The line containing "Target — sky" marks the start of the required copy, which runs to the final line of the entries; return those lines exactly, without any pictures.
::: Task inputs
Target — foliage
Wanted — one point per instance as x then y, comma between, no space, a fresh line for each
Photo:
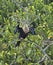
33,48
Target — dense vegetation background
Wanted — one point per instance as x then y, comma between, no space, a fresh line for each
35,49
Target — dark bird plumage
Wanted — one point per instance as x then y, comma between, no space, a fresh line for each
23,32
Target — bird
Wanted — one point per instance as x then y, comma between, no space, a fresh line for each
23,32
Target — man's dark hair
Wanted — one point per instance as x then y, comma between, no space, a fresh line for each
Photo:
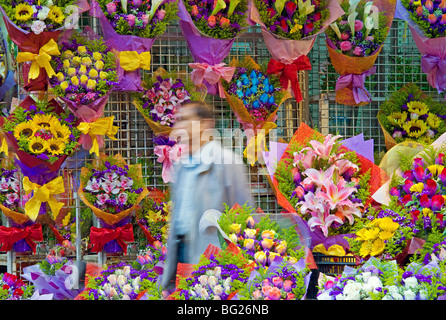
202,109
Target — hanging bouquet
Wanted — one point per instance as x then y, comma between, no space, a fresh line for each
34,26
255,98
85,73
131,28
427,23
162,96
289,29
280,281
325,185
354,41
13,288
210,28
409,114
112,189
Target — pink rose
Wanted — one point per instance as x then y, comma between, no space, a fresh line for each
111,7
346,45
131,20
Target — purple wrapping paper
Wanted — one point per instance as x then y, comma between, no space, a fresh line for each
128,81
204,49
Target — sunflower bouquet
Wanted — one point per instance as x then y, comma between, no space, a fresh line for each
410,114
131,28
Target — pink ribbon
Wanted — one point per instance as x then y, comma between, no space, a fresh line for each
167,155
212,74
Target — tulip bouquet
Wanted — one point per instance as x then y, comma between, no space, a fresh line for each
289,29
13,288
112,189
163,95
427,23
130,28
409,114
254,97
354,42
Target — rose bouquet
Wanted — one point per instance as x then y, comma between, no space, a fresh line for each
210,28
409,114
112,189
354,42
162,96
34,26
427,23
255,98
289,29
325,186
13,288
131,29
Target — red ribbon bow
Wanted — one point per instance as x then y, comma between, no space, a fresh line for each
289,73
9,236
99,237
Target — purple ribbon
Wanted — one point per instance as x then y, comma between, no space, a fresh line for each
435,68
359,92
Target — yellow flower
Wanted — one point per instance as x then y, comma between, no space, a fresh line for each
37,145
55,146
56,15
435,169
418,107
415,128
377,247
433,121
74,81
25,129
64,85
23,12
387,224
417,187
97,56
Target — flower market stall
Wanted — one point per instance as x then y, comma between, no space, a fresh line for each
337,108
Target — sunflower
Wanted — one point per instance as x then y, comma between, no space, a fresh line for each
55,146
56,15
45,120
37,145
418,107
415,128
23,12
25,129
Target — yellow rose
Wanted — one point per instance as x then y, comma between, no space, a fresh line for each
97,56
84,79
74,81
64,85
99,65
93,74
82,49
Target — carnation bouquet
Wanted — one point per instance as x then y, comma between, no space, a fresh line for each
85,73
162,96
289,29
427,23
210,28
409,114
354,41
34,26
112,189
324,185
130,28
254,97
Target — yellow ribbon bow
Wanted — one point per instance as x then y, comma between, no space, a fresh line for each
132,60
257,143
334,250
40,60
103,126
43,194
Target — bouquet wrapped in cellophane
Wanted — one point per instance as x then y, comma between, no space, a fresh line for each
112,190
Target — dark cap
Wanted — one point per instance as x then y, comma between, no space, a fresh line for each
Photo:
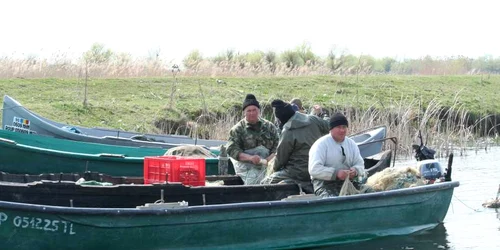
250,100
297,102
282,110
338,119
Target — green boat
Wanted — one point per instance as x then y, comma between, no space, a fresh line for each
295,222
35,154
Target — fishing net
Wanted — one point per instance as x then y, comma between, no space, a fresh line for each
394,178
348,188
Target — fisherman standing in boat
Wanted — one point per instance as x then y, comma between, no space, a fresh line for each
333,158
252,143
299,133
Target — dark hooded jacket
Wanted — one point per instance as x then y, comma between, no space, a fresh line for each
297,137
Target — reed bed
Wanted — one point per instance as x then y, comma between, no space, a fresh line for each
444,129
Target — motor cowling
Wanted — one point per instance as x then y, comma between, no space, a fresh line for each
431,170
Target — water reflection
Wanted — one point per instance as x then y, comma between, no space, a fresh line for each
426,240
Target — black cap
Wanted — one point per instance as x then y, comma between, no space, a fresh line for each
250,100
282,110
338,119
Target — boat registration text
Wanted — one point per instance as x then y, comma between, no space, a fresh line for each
26,222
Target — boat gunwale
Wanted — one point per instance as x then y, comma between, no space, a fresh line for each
227,207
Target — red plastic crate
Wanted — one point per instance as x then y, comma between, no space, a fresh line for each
189,171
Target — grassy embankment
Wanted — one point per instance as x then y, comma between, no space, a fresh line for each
404,103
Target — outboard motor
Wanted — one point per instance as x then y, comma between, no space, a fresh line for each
429,168
421,151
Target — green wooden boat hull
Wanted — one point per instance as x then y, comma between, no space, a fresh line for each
33,154
256,225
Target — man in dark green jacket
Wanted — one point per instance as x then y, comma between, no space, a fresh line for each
299,133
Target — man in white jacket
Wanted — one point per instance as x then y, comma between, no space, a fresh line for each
333,158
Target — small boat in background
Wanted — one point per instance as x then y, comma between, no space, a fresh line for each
36,154
16,117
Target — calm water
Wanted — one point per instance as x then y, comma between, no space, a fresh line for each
467,225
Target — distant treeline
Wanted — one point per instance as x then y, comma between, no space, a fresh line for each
99,61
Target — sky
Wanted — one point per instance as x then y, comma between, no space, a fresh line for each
395,28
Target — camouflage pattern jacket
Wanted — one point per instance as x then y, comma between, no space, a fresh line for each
244,136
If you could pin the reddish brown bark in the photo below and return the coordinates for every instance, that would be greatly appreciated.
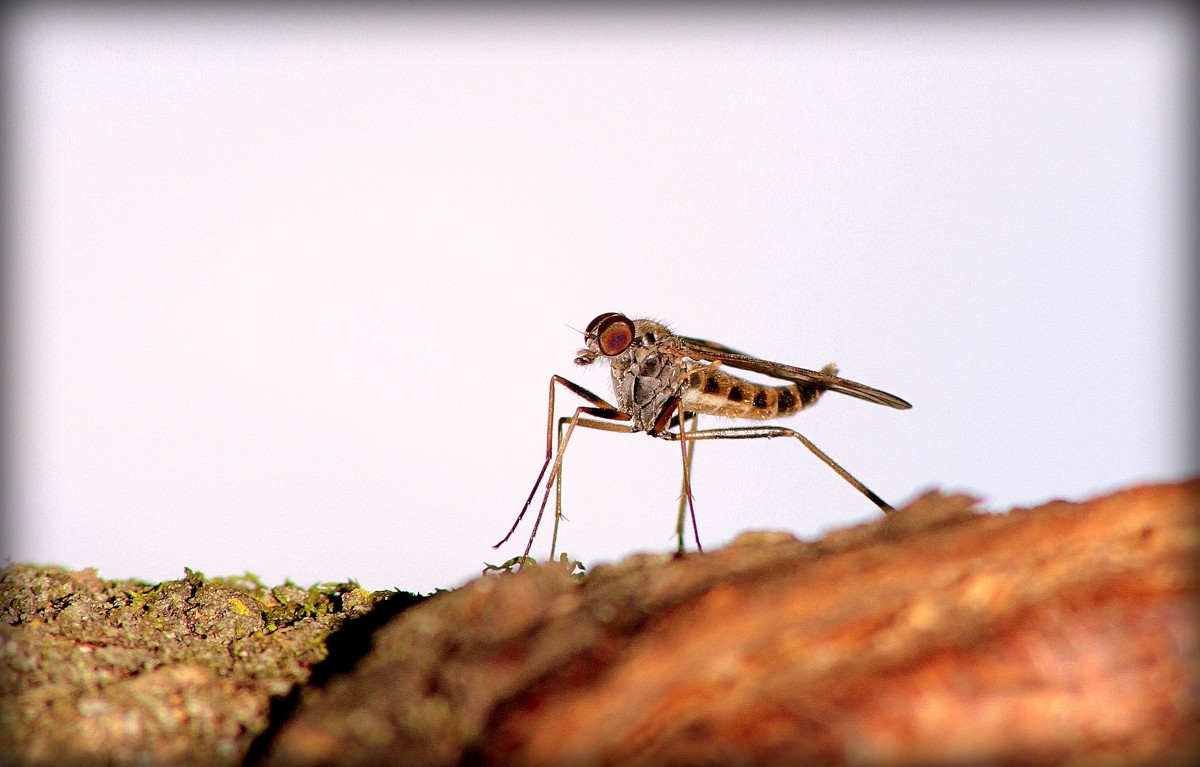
(937, 635)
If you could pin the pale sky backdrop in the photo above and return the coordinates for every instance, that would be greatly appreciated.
(285, 291)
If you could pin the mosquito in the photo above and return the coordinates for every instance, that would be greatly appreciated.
(661, 381)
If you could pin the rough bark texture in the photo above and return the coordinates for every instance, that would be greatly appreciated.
(184, 672)
(1065, 634)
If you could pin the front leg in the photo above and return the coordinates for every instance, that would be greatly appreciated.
(603, 409)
::::::
Exercise output:
Target — sky
Wanted — one point per instance as x then y, comma between, no space, a fresh line for each
395,28
Target — camouflage pattern jacket
Wanted — one point per instance as x then y, comma between, no space, a fresh line for each
244,136
If you could pin the reddish brown bark in the photo below and return the coordinates for every instance, that would be greatly appreciated.
(937, 635)
If you could pin the pale sky backdrop in the photo above and return the coordinates for every instance, that would be greatly appreciated.
(285, 291)
If you could pin the mosquito in the photo above and return the coordinates for every instance, that would be greatly appreciated.
(661, 381)
If you could pin the rough bark texture in the photo above and return the coordinates for every instance, that would be greatly appreciated.
(184, 672)
(1065, 634)
If you could pin the front leg in the photo above and return the coordinates for every instance, that would be greatly appreciated.
(603, 409)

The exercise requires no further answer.